## begin PROVIDED DATA

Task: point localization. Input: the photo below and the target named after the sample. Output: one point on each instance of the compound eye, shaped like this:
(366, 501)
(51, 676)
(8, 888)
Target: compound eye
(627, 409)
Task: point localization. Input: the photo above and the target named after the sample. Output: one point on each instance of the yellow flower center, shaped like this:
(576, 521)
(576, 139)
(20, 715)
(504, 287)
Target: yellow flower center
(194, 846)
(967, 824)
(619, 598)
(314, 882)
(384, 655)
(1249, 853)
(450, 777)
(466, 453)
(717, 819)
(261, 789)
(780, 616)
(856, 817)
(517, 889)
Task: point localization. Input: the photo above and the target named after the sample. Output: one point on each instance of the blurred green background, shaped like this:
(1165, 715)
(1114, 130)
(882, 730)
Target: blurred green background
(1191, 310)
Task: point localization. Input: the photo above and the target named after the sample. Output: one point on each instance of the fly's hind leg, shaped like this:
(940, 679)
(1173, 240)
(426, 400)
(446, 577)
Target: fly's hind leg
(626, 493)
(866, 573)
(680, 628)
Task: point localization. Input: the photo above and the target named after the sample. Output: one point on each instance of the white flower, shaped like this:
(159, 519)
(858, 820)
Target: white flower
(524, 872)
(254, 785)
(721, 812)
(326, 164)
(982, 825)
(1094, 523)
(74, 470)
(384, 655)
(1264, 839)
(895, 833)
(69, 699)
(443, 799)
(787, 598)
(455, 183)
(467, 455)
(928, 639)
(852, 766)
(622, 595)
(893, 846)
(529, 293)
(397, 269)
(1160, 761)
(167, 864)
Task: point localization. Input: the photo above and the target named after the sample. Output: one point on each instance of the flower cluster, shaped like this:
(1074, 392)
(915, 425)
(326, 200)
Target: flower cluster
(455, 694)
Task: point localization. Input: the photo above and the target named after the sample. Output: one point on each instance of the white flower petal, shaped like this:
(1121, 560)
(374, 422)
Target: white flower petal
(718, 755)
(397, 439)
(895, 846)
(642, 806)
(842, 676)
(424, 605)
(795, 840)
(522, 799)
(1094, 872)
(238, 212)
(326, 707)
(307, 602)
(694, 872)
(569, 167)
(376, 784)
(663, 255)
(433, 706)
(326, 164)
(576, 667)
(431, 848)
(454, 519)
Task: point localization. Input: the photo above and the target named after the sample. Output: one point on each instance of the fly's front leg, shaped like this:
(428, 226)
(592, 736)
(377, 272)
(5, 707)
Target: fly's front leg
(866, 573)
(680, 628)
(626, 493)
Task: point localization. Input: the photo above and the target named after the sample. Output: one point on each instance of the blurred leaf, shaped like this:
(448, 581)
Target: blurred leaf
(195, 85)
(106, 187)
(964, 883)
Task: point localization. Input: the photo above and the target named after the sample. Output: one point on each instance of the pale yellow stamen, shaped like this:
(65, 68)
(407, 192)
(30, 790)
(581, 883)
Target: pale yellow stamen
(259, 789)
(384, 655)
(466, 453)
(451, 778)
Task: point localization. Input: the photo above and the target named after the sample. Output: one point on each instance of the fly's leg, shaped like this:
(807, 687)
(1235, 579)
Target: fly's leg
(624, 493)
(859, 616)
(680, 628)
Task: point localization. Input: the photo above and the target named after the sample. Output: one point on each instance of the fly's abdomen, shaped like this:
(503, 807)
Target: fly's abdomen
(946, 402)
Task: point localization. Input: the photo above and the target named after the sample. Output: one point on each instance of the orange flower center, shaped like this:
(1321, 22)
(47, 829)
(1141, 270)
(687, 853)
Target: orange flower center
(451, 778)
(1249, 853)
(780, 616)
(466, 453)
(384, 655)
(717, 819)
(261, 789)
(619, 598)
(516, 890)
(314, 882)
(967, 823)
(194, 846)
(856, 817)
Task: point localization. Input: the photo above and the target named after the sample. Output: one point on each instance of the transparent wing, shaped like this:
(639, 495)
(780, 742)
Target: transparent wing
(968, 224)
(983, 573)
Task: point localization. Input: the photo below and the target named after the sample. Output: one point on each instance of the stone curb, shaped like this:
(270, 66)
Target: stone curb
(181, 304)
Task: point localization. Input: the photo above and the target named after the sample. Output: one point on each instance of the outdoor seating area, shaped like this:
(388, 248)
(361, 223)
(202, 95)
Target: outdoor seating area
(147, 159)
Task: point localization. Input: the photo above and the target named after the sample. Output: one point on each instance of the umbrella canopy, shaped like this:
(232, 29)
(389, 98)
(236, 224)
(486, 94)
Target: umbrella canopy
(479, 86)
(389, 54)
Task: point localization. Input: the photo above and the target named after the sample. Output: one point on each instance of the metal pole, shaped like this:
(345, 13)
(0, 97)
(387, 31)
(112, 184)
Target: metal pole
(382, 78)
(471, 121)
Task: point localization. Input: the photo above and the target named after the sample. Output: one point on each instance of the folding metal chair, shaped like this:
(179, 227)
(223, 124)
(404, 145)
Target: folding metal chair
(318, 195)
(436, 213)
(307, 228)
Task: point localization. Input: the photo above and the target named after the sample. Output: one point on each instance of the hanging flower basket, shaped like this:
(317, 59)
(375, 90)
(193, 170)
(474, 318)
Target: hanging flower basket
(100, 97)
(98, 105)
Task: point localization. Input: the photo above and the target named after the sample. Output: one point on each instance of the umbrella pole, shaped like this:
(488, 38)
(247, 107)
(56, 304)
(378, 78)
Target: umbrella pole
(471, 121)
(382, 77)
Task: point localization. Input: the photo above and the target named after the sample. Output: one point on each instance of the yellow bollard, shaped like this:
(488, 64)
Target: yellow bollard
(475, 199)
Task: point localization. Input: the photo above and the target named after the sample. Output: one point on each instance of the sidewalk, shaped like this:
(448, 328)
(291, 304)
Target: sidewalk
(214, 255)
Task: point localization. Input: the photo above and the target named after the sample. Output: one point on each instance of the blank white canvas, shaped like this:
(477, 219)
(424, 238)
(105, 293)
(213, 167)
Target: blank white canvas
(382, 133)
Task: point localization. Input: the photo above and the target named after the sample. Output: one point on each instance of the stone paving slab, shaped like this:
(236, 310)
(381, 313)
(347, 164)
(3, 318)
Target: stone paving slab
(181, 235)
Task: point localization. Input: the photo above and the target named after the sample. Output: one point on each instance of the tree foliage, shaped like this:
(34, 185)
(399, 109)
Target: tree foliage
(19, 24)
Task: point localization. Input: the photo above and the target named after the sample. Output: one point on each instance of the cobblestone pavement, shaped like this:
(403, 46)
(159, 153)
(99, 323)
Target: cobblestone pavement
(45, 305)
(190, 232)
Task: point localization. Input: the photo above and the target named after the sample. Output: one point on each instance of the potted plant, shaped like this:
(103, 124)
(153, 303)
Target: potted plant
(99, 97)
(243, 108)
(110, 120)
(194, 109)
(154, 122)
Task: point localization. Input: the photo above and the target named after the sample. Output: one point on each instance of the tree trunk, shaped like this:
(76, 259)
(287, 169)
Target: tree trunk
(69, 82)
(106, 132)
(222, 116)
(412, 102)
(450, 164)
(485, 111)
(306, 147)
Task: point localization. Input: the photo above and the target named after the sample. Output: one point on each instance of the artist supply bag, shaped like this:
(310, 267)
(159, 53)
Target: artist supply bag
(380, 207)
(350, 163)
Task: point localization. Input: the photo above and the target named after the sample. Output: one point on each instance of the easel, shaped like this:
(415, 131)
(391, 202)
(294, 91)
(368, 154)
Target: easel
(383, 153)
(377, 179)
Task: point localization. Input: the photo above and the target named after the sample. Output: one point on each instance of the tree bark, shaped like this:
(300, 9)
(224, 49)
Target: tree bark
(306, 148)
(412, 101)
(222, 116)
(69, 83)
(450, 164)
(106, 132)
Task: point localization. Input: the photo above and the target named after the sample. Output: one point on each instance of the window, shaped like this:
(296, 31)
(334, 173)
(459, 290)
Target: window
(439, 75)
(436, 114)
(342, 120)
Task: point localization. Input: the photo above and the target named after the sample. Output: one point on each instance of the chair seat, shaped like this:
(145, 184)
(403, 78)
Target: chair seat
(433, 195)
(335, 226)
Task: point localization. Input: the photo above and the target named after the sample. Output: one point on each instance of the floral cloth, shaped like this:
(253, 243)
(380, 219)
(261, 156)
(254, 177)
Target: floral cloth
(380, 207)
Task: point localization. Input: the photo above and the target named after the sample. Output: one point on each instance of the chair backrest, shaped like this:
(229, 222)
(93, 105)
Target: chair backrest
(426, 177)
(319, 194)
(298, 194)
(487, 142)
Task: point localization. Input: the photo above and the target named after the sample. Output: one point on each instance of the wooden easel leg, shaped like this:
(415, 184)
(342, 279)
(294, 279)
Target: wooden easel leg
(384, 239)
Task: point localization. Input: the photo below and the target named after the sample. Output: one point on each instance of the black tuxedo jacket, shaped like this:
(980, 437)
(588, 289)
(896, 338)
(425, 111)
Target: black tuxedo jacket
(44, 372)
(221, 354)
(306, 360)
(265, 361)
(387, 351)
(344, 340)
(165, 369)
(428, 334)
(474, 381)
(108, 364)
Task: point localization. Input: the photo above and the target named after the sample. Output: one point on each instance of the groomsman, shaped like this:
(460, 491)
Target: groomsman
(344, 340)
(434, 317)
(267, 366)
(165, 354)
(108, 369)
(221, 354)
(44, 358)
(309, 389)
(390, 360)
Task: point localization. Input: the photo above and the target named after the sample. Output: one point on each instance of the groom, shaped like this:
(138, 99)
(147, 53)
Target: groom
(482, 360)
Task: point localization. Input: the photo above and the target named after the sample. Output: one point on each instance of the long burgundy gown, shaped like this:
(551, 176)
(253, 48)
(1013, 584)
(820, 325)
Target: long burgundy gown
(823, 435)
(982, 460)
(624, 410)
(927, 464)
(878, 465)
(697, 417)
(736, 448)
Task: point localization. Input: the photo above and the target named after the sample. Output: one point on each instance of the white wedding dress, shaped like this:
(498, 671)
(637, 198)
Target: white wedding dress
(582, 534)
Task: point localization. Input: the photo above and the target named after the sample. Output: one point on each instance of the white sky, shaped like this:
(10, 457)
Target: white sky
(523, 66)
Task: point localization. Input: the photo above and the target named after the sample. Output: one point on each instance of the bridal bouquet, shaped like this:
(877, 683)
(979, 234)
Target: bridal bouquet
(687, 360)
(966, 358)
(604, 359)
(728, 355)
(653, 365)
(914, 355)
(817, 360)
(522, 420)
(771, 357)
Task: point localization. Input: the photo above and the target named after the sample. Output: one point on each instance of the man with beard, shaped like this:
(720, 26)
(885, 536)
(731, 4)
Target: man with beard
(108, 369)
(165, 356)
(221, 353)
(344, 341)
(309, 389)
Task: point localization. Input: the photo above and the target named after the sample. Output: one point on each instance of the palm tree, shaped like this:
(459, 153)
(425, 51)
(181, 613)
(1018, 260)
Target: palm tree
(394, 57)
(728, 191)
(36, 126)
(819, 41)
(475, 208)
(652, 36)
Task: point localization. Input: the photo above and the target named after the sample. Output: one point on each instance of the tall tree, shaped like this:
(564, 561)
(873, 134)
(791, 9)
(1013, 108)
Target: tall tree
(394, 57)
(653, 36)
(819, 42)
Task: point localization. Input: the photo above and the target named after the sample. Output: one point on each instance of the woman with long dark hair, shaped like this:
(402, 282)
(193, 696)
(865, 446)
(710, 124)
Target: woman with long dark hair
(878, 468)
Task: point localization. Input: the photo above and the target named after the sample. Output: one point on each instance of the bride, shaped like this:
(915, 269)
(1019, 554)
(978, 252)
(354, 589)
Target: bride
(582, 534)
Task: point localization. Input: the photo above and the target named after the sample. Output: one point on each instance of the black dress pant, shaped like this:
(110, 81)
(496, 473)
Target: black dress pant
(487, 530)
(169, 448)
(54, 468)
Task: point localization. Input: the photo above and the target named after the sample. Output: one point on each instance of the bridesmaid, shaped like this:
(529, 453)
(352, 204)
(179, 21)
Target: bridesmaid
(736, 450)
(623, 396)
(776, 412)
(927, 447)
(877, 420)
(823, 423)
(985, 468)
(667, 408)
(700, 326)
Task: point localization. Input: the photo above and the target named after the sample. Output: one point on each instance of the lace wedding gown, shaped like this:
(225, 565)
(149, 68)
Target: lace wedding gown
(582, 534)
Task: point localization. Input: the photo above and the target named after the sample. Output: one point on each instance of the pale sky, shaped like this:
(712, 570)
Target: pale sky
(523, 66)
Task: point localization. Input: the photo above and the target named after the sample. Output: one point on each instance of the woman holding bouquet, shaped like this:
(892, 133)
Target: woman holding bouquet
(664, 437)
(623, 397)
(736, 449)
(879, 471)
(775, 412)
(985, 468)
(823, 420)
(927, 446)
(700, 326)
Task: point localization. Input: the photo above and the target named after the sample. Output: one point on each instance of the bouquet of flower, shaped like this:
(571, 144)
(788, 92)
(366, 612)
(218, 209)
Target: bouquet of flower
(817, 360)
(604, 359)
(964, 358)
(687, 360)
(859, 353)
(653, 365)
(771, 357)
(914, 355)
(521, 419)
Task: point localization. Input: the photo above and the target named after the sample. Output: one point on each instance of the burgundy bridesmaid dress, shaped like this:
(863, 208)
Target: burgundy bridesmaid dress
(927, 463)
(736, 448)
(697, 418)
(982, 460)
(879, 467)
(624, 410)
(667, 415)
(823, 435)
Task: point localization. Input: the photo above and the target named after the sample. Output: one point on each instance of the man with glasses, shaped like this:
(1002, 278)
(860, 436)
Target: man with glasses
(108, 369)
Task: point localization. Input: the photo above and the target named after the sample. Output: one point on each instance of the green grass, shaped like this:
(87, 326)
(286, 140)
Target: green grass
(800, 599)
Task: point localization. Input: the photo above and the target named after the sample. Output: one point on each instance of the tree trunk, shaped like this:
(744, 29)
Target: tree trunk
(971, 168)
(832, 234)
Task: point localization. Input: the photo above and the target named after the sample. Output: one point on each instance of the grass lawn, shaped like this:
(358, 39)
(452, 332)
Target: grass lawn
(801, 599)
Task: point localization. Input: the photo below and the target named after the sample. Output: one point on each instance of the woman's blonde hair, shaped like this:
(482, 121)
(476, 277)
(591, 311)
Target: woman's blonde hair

## end PROVIDED DATA

Edit the items from the line containing "of the grass" through the end of the items, replacing "grass lawn" with "green lawn" and leaving everything else unchanged.

- RESULT OF THIS EXERCISE:
Task: point localization. Input: the photo above and the target named after the sample. Output: one point on each instance of the green lawn, shaped like this:
(358, 39)
(452, 332)
Target: green lawn
(801, 599)
Task: point localization. Input: the photo below and the target named after the sample. Output: one point on each instance of the woman's blonde hair, shaped like this:
(482, 121)
(476, 277)
(591, 311)
Target: woman's blonde hair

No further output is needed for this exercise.